What you will do: Quote each line exactly, from the line that contains "Check that each instance of the desert" down to the last line of the listing, and no other lines.

(Entries from a pointing dataset)
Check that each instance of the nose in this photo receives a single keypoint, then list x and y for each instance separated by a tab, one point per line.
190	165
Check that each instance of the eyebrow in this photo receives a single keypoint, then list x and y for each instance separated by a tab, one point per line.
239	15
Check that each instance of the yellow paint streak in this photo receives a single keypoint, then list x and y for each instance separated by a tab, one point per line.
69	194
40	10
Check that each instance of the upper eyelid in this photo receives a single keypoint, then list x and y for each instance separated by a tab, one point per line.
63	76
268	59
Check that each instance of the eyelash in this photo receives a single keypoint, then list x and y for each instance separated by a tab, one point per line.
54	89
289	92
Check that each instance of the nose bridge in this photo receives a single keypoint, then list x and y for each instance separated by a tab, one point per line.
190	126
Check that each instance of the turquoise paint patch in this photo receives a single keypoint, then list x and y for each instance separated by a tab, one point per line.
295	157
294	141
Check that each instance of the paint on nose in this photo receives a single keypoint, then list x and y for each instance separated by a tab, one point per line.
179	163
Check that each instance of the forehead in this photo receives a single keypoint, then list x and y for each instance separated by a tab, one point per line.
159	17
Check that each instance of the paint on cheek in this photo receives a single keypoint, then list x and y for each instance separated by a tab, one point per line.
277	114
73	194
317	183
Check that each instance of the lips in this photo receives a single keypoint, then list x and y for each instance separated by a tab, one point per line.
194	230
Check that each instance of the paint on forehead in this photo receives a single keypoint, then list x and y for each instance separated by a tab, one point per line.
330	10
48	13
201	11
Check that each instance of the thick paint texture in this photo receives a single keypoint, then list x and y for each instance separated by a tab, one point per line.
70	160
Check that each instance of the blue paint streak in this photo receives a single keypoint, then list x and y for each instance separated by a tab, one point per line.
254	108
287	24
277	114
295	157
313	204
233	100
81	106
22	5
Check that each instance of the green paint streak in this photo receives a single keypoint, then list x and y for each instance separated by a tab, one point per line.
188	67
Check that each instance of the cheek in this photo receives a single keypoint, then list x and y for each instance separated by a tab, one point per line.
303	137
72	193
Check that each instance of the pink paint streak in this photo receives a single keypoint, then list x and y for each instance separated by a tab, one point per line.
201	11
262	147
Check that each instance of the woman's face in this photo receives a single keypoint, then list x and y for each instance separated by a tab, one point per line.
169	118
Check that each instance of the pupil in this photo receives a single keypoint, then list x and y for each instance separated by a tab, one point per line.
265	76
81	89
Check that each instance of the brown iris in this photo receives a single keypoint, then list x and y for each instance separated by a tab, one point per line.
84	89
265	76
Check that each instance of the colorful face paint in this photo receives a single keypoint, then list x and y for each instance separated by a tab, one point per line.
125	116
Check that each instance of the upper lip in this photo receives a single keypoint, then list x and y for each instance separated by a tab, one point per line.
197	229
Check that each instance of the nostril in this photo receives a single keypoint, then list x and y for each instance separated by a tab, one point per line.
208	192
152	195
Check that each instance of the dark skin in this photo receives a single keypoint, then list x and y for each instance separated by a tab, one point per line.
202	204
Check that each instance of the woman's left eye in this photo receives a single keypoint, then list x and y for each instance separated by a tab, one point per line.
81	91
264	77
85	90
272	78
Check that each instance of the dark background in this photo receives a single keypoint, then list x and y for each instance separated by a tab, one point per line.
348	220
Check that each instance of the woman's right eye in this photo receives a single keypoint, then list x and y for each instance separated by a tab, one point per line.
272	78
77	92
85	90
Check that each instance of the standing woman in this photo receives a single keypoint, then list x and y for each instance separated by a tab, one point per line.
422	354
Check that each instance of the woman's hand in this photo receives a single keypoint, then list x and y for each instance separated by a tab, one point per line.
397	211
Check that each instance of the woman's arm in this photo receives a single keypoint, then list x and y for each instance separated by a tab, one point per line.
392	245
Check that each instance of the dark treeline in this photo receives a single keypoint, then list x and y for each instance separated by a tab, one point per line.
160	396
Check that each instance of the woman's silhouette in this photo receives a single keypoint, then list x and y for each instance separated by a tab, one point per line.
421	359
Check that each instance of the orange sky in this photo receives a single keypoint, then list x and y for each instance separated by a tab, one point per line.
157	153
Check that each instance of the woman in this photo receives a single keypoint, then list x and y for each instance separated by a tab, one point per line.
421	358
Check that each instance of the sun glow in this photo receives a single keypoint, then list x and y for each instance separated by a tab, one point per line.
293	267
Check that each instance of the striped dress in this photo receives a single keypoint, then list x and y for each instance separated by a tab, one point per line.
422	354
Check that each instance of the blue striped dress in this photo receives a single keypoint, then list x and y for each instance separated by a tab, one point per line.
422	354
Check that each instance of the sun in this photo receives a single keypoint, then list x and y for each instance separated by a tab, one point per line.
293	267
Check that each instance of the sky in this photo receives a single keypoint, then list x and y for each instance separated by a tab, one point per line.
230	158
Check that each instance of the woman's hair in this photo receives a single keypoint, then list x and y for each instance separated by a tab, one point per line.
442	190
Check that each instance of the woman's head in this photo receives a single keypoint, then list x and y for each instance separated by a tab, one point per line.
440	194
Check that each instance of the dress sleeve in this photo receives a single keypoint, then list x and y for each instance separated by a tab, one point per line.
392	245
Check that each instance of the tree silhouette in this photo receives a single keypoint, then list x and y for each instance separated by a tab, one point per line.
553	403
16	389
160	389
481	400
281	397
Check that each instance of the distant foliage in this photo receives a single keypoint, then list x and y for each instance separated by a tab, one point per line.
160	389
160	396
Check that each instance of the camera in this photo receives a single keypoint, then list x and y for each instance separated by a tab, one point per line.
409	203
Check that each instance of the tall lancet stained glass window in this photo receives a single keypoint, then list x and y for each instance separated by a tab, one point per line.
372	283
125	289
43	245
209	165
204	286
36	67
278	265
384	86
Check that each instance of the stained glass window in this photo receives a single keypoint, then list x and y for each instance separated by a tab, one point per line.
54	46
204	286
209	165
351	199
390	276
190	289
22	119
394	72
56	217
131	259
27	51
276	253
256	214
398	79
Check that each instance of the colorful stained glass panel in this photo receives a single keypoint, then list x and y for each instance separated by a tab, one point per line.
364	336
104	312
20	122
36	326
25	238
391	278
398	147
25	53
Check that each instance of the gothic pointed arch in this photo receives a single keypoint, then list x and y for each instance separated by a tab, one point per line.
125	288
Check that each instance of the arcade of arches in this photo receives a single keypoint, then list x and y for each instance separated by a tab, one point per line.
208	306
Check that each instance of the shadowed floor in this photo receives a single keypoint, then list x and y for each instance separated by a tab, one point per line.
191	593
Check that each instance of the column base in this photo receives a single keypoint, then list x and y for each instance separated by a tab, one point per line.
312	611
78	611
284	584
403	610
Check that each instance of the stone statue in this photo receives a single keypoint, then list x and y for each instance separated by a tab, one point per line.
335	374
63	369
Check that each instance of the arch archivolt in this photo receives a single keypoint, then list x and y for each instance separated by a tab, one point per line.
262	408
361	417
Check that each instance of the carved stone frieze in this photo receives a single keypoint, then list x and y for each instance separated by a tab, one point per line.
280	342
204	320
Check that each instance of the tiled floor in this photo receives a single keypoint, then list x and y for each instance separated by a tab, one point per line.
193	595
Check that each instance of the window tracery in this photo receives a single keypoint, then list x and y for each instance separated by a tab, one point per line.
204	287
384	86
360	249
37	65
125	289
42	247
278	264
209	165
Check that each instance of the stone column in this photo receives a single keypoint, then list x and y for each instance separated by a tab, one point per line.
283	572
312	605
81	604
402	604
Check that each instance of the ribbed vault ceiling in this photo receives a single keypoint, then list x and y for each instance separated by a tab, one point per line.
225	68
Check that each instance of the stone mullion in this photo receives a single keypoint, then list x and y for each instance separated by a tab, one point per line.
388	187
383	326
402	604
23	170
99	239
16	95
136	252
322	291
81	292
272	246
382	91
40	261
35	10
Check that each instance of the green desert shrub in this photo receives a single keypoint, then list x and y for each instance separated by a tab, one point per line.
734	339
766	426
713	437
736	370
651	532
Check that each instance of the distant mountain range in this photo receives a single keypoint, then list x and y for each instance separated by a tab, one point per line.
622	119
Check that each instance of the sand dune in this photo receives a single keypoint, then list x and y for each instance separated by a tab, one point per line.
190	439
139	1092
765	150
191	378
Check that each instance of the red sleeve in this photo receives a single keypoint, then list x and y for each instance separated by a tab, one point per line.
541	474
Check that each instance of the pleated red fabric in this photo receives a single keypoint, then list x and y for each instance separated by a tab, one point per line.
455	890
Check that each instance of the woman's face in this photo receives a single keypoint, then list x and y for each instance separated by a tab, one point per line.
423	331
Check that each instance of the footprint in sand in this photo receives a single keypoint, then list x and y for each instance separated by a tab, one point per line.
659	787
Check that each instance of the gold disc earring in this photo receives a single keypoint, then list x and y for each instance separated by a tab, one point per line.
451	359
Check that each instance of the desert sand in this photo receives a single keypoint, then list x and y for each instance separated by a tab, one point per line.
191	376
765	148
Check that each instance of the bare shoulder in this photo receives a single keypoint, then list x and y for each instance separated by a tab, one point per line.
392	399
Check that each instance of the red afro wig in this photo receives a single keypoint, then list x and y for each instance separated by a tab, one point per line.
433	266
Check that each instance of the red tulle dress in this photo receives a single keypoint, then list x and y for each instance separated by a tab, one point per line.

Exercise result:
Check that each instance of the desert sand in this photo receives a single keypoint, then list x and y for each instance separated by a tab, one point per line.
191	376
765	148
Check that each instance of the bare shoulder in this photo receives a single keypoint, then list x and y for each instance separated by a tab, one point per line.
392	399
Check that each instance of the red afro wig in this photo receives a single keypoint, then list x and y for each instance separated by a tab, one point per line.
433	266
Check that each instance of the red tulle dress in this photo receives a single keypoint, then list x and y for each instance separated by a tab, one point per line.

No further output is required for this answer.